TEXT PROVIDED:
----
A White Elephant is something so costly to maintain that it is unable to return a profit. That seems to shoot holes in my post.

Rudy Law
01-26-2006, 02:46 PM
In 1901 Connie Mack and his Philadelphia Athletics became one of the original founders of the American League. In 1902 New York Giants Manager John McGraw dismissed the A's with contempt, by calling them "The White Elephants." He meant to imply that Mack shouldn't be allowed to spend money without supervision. Well, Connie Mack took up the gauntlet and defiantly adopted the White Elephant as the team insignia. That year, 1902, the A's won the American League pennant -- much to the unvoiced chagrin of John McGraw.

http://oakland.athletics.mlb.com/NASApp/mlb/oak/history/uniforms_logos.jsp




Thanks for the help!.....I thought it was something like that

Clembasbal
01-26-2006, 04:03 PM
I think the better question here is how come I never heard of Stomper? He looks like he rocks! Oh Yeah!
----
DATA PROVIDED:
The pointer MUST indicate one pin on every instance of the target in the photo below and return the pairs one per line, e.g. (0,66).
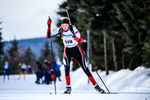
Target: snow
(132,85)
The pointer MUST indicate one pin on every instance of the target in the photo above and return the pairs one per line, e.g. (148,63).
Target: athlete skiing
(71,37)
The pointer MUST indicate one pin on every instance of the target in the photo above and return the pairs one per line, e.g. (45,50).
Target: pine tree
(14,56)
(1,49)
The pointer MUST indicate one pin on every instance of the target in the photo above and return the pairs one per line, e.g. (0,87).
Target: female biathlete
(71,49)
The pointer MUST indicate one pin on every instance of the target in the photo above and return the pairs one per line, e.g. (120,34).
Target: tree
(1,49)
(1,44)
(14,56)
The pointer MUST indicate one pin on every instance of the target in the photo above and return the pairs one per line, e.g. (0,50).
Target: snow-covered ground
(133,85)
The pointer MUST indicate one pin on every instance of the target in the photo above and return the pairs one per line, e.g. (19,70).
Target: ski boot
(100,90)
(68,90)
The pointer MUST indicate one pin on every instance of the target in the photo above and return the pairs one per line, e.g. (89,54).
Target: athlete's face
(65,26)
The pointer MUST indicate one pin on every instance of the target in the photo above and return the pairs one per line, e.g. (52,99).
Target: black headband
(65,21)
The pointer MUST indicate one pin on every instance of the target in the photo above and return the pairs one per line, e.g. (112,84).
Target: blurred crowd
(45,74)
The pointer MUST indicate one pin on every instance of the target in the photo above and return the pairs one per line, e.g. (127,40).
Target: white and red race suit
(72,50)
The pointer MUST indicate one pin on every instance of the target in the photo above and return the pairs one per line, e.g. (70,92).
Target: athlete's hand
(76,39)
(49,22)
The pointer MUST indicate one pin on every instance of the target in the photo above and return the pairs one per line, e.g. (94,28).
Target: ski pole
(52,56)
(67,8)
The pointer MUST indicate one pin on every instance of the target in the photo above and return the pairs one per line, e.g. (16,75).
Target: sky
(23,19)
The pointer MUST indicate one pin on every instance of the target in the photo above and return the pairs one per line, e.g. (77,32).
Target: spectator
(6,69)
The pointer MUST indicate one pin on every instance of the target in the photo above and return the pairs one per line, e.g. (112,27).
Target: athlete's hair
(64,20)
----
STATED PROBLEM: Extend the forum discussion of the Philadelphia Athletics' White Elephant emblem beyond its final post. The data have no connection to the text.

THE RESPONSE:
Lip Man 1
01-26-2006, 05:15 PM
Make that STAMPY...

Bart wins first prize in a wacky radio contest and becomes the proud owner of a giant elephant he names Stampy. Stampy, as you might imagine, turns out to be quite a handful for the Simpson family, but Bart loves his new pet more than anything. Homer, on the other hand, finds Stampy's upkeep too expensive and sells the elephant to an ivory dealer. Bart intervenes and sets Stampy free to go on a destructive rampage through Springfield. Eventually, Stampy finds a nice home at an animal refuge.